■ Material supplied ■
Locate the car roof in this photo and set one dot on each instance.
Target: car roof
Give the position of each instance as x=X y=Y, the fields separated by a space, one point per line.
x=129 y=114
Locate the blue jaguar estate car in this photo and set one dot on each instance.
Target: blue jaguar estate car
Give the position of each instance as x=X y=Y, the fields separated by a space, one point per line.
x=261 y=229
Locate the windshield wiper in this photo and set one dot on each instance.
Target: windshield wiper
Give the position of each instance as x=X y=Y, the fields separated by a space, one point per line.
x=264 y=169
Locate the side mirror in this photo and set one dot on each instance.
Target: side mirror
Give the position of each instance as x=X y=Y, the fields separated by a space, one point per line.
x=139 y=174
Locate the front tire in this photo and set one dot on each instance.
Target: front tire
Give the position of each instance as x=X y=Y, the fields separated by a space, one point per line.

■ Problem details ■
Rewrite the records from the start through the line containing "x=261 y=229", replacing "each instance" with "every occurrence" and leaving everything else unchanged.

■ Answer below ■
Locate the car roof in this photo and set one dot on every occurrence.
Target: car roof
Give the position of every occurrence as x=X y=Y, the fields separated by a space, one point per line.
x=129 y=114
Locate the blue jaguar estate car in this photo and set one dot on every occurrence.
Target: blue jaguar estate car
Give the position of every occurrence as x=X y=Y, the fields separated by a space, one point per line.
x=261 y=229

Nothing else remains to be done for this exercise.